=== FRAGMENT STRONY ===
Odzieliłam cały tłuszcz spod skóry wieprzowej i pozbyłam się go - nie będzie już potrzebny, swoje zadanie wykonał - chronił mięso przed wysuszeniem. Skórę położyłam na blaszce do pieczenia i wstawiłam na 10 minut do piekarnika, na ostatnie 2 minuty włączając grill. Nie mogę jeszcze do końca wyczuć piekarnika po przeprowadzce, więc na pewno zauważycie na zdjęciu, że skóra za mocno mi się spiekła, ale ja akurat lubię nawet taką. Gorsza jest niedopieczona.
A teraz sos. Brytfankę z warzywami postawiłam na kuchence i zebrałam nadmiar wytopnionego z mięsa tłuszczu. Tłuszcz wylałam, a do brytfanki dosypałam mąkę. Wymieszałam dokładnie, trzymając na ogniu, mąka pokryła warzywa, a ja starałam się zdrapywać z dna wszelkie kawałki mięsa, czy warzyw, które do niego się przykleiły - w nich jest najwięcej smaku. Nie jest istotne, czy z mąki zrobią się grudki, bo całość i tak trzeba będzie przecedzić. Smażyłam tak przez minutę, dodałam chlust sherry i zagotowałam, nastepnie dodałam dość ciepły bulion. Używając tłuczka do ziemniaków ugniatałam z grubsza warzywa, aby wydusić z nich jak najwięcej smaku. Całość gotowałam przez ok. 5 minut, a potem odcedziłam używając gęstego sita. Doprawiłam solą i pieprzem. Im dłużej sos będzie gotowany, tym bardziej gęsty, ale przede wszystkim intensywny w smaku będzie.
=== ZESTAW REKORDÓW ===
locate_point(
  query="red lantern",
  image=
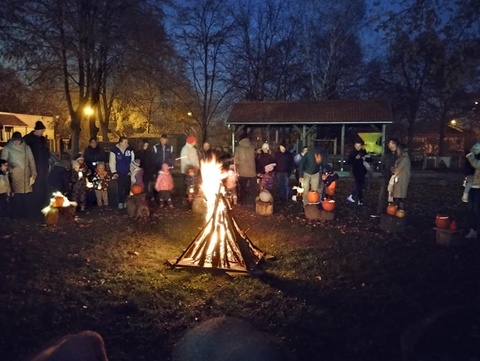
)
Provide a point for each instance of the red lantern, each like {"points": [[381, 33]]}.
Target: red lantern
{"points": [[137, 188], [313, 196], [442, 222], [330, 190], [328, 205], [392, 209]]}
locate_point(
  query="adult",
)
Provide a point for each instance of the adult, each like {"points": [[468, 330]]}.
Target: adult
{"points": [[207, 152], [298, 157], [263, 158], [121, 157], [474, 193], [400, 177], [189, 155], [284, 168], [23, 173], [163, 153], [357, 160], [145, 154], [93, 154], [38, 144], [244, 160], [389, 157], [309, 171]]}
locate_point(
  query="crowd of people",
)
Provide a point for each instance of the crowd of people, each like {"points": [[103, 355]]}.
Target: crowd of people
{"points": [[28, 180]]}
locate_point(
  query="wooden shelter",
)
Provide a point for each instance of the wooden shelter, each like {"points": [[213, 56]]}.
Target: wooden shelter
{"points": [[268, 121]]}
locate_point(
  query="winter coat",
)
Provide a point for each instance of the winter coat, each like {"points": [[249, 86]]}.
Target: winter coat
{"points": [[358, 169], [244, 159], [262, 160], [147, 163], [163, 155], [164, 181], [21, 164], [388, 161], [58, 179], [5, 184], [189, 157], [93, 156], [40, 152], [402, 172], [119, 161], [475, 163], [308, 164], [284, 161]]}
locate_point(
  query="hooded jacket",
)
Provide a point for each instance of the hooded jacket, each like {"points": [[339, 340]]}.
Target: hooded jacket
{"points": [[244, 159]]}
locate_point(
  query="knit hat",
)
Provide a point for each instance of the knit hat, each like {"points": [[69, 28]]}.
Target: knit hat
{"points": [[39, 125], [269, 167]]}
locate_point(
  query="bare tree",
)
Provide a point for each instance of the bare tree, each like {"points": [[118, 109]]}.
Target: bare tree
{"points": [[206, 27]]}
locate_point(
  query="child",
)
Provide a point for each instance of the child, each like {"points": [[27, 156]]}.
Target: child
===
| LISTA ZADAŃ |
**a.** Wypisz wszystkie składniki, które według fragmentu strony zostały dodane do brytfanki albo do sosu po wylaniu tłuszczu.
**b.** Czy fragment strony potwierdza poniższe zdania? Przy każdym odpowiedz „tak” albo „nie” i przytocz rozstrzygające słowa tekstu.
(i) Skóra spędziła w piekarniku 10 minut.
(ii) Tłuszcz zebrany z brytfanki trafił potem do sosu.
(iii) Grudki z mąki trzeba rozbić przed dodaniem bulionu.
Rekordy pochodzą z innego źródła niż fragment strony.

| ODPOWIEDZI DO ZADAŃ |
**a.** mąka, sherry, bulion, sól, pieprz

**b.**
(i) Tak: „wstawiłam na 10 minut do piekarnika”.
(ii) Nie: „Tłuszcz wylałam”.
(iii) Nie: „Nie jest istotne, czy z mąki zrobią się grudki, bo całość i tak trzeba będzie przecedzić”.